Problem statement » Rewrite the lines below, replacing every "place a point" with "put a mark" and keeping everything else the same.

Records from a data source »
--------------------
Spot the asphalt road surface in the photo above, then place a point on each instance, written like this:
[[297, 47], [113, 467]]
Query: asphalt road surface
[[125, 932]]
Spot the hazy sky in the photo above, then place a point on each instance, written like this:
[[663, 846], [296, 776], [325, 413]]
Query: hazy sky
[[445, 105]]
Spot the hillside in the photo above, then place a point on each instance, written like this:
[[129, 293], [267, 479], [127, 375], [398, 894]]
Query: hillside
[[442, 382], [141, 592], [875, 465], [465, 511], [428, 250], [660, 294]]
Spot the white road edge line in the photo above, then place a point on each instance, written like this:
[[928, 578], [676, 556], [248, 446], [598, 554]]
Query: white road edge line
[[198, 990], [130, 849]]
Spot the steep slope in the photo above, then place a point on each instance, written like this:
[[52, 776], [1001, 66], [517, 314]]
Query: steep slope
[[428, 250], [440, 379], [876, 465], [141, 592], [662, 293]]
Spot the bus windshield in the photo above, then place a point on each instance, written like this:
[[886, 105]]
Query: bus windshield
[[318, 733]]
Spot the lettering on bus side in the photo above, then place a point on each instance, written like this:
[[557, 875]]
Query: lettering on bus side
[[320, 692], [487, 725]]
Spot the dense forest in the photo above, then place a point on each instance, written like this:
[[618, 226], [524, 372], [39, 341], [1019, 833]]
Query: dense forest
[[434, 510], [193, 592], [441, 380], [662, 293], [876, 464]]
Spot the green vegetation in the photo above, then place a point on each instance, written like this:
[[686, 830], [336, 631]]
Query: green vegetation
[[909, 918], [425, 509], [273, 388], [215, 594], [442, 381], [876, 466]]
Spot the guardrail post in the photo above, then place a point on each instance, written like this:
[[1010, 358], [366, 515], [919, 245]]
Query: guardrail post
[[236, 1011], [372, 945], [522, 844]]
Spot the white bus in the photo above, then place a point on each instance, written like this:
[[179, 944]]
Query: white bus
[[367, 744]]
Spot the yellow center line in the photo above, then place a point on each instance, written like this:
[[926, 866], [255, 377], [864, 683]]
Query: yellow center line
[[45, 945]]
--------------------
Reply »
Spot the asphalt road surface in the photo above, then put a mark on each instance, written like this:
[[297, 47], [113, 467]]
Query: asphalt road surface
[[125, 932]]
Spot the hazy sky in the photo above, then put a mark on each instance, written like this:
[[663, 846], [296, 776], [325, 413]]
Query: hazy sky
[[445, 105]]
Spot the hillside in the photo above, then put a mark on each instance, written like this:
[[129, 293], [267, 479], [127, 375], [398, 894]]
Query: hillside
[[442, 382], [141, 592], [875, 465], [465, 511], [428, 250], [660, 294]]
Spot the white road edge line in the photo above, then put a mark on each instance, written like this:
[[928, 578], [676, 556], [248, 446], [598, 554]]
Query: white road edge line
[[198, 990], [130, 849]]
Spot the steep slope in the photo above, then put a mark on each instance, written like this:
[[52, 776], [1001, 66], [517, 314]]
Query: steep slope
[[428, 250], [440, 379], [876, 465], [141, 592], [662, 293]]
Spot the bus windshield in the photo above, then put a mark on each instance, written like this:
[[886, 105]]
Query: bus windshield
[[318, 733]]
Spot the lettering on bus side in the photo above, then put a mark on each instance, written like this:
[[557, 875]]
Query: lettering on bus side
[[320, 692], [487, 725]]
Spot the dense forest in the photo above, then put a mark on each instance, written like this:
[[618, 226], [524, 372], [39, 341], [1019, 833]]
Query: dense forest
[[434, 510], [193, 592], [441, 380], [662, 293], [876, 464]]
Spot the green vegetation in the photo above, then put a mark on each instance, written like this:
[[686, 830], [336, 631]]
Query: green vegetation
[[909, 918], [425, 509], [273, 388], [215, 594], [442, 381], [876, 466]]
Spot the guardrail post in the photo above, then put a mark on each instance, written like this:
[[1010, 358], [366, 515], [919, 245]]
Query: guardrail post
[[236, 1011], [372, 945], [522, 844]]
Spot the white bus in the photo above, then put a mark on each instance, written like this:
[[179, 944]]
Query: white bus
[[367, 744]]
Spot the yellow center line in the photo above, then put a mark on each instance, written like this:
[[926, 866], [255, 377], [864, 683]]
Query: yellow center line
[[45, 945]]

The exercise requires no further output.